* _Image-grounded pointing data_:
☆ ☆ ☆ ☆
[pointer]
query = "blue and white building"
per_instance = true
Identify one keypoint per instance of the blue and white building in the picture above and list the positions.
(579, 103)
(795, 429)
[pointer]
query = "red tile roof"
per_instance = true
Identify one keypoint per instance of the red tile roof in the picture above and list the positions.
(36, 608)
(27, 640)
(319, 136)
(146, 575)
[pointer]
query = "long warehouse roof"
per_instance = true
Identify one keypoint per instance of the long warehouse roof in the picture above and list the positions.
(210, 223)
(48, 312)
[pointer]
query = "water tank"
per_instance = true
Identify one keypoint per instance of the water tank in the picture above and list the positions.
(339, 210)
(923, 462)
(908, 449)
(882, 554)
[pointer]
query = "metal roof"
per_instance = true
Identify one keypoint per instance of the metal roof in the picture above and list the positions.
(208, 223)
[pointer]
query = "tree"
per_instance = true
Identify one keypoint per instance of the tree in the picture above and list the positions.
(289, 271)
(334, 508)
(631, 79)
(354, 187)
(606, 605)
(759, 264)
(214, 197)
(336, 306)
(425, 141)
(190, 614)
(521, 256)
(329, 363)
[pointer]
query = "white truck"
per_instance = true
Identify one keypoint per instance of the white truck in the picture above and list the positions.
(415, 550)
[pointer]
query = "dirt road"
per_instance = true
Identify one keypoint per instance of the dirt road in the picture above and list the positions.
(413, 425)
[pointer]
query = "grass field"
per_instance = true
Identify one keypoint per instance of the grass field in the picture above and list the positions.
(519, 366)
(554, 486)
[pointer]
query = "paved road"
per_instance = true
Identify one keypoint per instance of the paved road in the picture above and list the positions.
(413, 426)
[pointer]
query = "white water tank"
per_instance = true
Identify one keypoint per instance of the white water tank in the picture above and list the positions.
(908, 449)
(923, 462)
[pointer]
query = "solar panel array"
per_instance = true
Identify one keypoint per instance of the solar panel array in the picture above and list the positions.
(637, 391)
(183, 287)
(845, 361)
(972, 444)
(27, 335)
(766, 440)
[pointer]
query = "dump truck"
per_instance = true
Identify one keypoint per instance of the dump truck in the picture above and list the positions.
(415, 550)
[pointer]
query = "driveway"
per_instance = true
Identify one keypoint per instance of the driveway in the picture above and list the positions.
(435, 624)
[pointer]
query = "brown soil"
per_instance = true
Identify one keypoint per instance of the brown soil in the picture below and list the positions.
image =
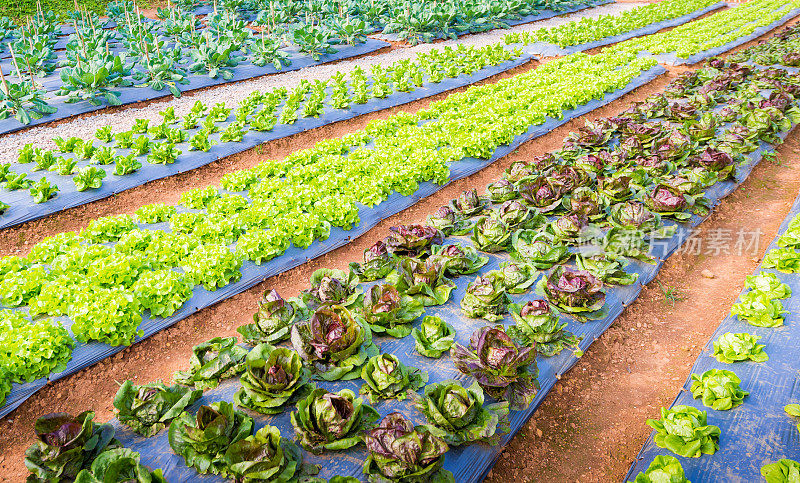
(594, 417)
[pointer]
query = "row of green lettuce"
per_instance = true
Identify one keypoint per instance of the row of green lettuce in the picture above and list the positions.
(105, 277)
(709, 32)
(85, 163)
(611, 186)
(591, 29)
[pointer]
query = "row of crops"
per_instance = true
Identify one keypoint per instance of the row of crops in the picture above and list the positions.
(45, 181)
(501, 289)
(98, 66)
(445, 336)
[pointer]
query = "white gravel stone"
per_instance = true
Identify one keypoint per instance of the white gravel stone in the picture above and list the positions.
(232, 94)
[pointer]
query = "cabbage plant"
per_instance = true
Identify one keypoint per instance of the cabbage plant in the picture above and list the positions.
(402, 452)
(147, 409)
(387, 311)
(718, 388)
(203, 439)
(332, 287)
(377, 263)
(267, 456)
(457, 414)
(274, 377)
(333, 343)
(65, 445)
(119, 464)
(730, 348)
(272, 322)
(385, 377)
(538, 325)
(502, 368)
(214, 360)
(433, 337)
(457, 259)
(685, 431)
(331, 420)
(486, 297)
(663, 469)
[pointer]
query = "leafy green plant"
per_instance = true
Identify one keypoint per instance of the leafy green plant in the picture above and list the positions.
(204, 439)
(457, 414)
(212, 361)
(400, 451)
(685, 431)
(333, 343)
(486, 297)
(385, 377)
(273, 379)
(23, 102)
(731, 347)
(331, 420)
(149, 408)
(503, 369)
(272, 322)
(759, 309)
(663, 469)
(266, 456)
(718, 388)
(42, 190)
(66, 445)
(387, 311)
(433, 337)
(119, 463)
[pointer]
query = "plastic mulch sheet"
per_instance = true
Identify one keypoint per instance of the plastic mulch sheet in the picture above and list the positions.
(468, 463)
(673, 59)
(85, 355)
(757, 432)
(23, 208)
(546, 49)
(540, 15)
(130, 95)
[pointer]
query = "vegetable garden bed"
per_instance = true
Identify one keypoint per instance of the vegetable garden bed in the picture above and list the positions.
(204, 136)
(713, 35)
(588, 33)
(760, 434)
(227, 273)
(552, 224)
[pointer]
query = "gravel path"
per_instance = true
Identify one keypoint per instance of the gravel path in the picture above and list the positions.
(232, 94)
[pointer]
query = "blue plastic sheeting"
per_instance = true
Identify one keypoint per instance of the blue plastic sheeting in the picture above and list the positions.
(546, 49)
(468, 463)
(23, 208)
(757, 432)
(130, 95)
(85, 355)
(673, 59)
(540, 15)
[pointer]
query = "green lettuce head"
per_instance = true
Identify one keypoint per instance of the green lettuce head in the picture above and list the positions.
(331, 420)
(273, 379)
(202, 440)
(147, 409)
(273, 321)
(434, 337)
(385, 377)
(334, 343)
(457, 414)
(387, 311)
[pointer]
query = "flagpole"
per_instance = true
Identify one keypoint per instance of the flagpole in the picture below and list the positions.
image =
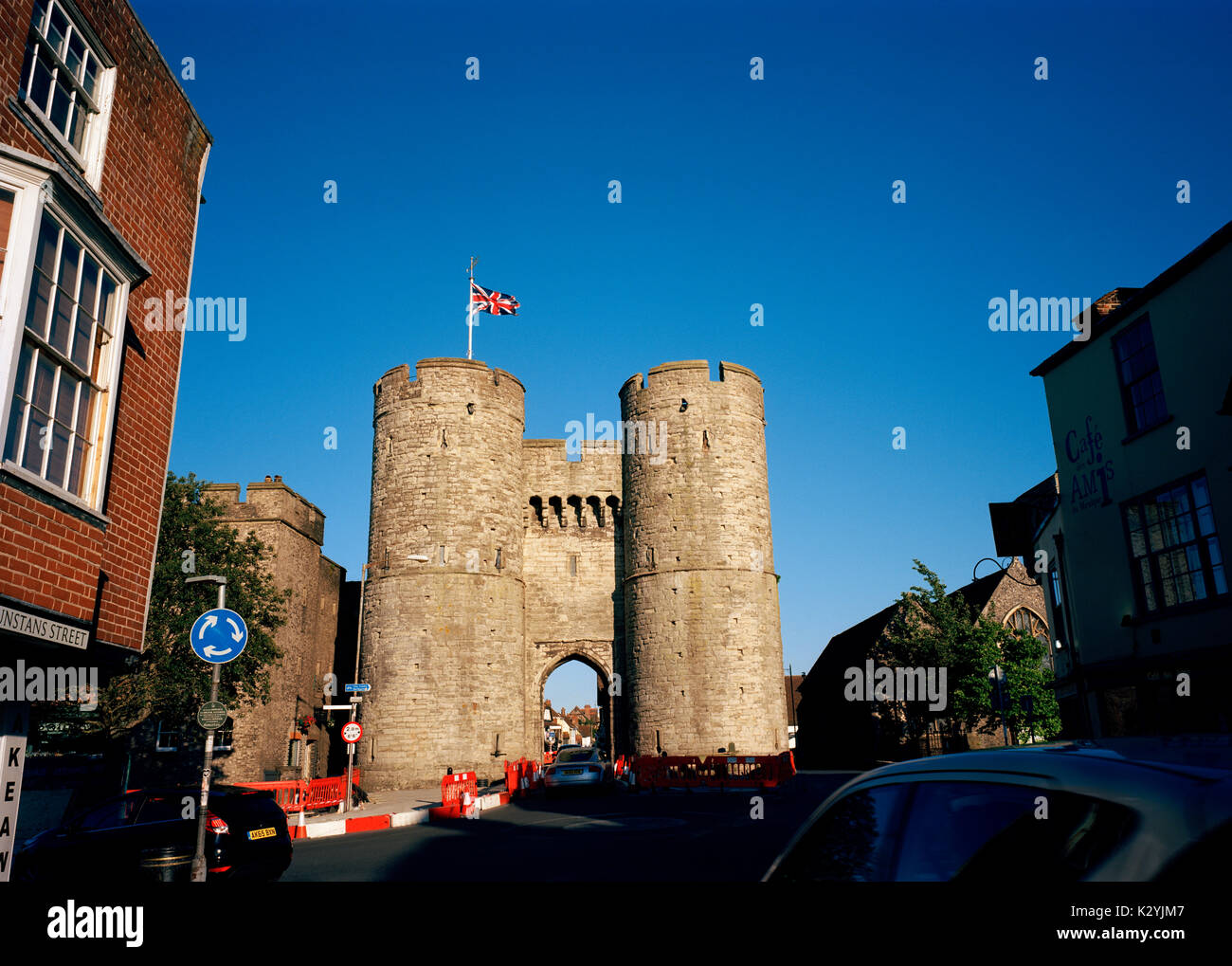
(469, 297)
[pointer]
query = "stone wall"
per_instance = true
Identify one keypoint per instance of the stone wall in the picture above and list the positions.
(295, 530)
(703, 652)
(459, 648)
(444, 641)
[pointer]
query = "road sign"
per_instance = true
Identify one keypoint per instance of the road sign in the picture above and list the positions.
(218, 636)
(212, 715)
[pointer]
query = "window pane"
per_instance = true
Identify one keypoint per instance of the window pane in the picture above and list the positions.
(85, 408)
(77, 471)
(90, 74)
(45, 382)
(7, 201)
(74, 54)
(12, 438)
(57, 28)
(41, 82)
(33, 455)
(58, 456)
(1202, 494)
(62, 97)
(40, 300)
(45, 255)
(65, 398)
(78, 118)
(62, 321)
(1156, 535)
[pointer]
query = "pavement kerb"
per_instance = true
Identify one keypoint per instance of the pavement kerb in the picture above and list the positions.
(319, 829)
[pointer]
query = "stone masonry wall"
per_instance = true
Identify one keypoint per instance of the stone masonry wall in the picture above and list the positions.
(295, 530)
(573, 568)
(703, 652)
(444, 642)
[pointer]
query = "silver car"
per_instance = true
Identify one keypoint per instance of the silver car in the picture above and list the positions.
(1110, 810)
(578, 768)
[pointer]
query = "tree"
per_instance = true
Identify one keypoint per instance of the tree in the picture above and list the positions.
(933, 629)
(169, 681)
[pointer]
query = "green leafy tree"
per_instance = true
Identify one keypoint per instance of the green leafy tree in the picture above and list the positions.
(169, 681)
(934, 629)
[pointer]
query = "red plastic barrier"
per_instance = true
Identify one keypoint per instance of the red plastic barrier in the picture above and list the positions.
(522, 776)
(304, 796)
(460, 796)
(722, 772)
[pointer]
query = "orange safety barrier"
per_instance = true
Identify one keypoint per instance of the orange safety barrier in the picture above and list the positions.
(304, 796)
(722, 772)
(460, 796)
(522, 776)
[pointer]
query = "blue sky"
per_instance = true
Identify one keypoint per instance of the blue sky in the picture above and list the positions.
(734, 192)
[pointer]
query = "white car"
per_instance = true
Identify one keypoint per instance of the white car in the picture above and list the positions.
(1122, 810)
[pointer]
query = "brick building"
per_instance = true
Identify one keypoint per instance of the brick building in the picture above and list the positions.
(839, 733)
(287, 737)
(101, 165)
(101, 161)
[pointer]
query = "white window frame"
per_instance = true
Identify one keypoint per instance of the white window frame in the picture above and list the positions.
(32, 195)
(94, 144)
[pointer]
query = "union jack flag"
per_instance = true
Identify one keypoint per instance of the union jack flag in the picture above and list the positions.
(498, 303)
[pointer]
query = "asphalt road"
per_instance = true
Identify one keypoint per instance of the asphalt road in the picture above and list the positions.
(666, 837)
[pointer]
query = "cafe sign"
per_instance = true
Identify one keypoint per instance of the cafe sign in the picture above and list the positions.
(1091, 472)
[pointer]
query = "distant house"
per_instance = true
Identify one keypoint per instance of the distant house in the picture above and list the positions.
(839, 733)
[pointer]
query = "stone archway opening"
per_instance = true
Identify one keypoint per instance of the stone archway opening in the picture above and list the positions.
(575, 690)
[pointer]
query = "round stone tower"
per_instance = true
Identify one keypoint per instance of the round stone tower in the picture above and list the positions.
(444, 608)
(702, 646)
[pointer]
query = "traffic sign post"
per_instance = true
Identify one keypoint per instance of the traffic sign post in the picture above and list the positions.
(218, 636)
(352, 733)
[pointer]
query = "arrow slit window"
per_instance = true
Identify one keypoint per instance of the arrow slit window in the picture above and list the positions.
(65, 364)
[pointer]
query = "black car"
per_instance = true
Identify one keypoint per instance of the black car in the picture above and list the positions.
(151, 834)
(1117, 810)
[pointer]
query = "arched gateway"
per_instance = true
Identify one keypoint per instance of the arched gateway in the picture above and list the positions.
(497, 558)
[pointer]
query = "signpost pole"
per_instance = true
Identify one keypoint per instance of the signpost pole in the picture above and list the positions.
(350, 765)
(198, 858)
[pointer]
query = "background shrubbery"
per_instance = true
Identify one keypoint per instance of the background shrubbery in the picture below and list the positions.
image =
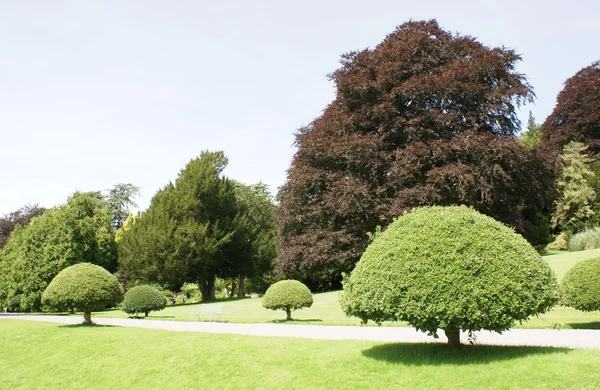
☆ ☆ ☆ ☆
For each line in the records that holds "background", show that line as it stands.

* _Finished exercise_:
query = "background shrubbery"
Identify one keypoint per instance of the background shrubbery in the picture below and list the positions.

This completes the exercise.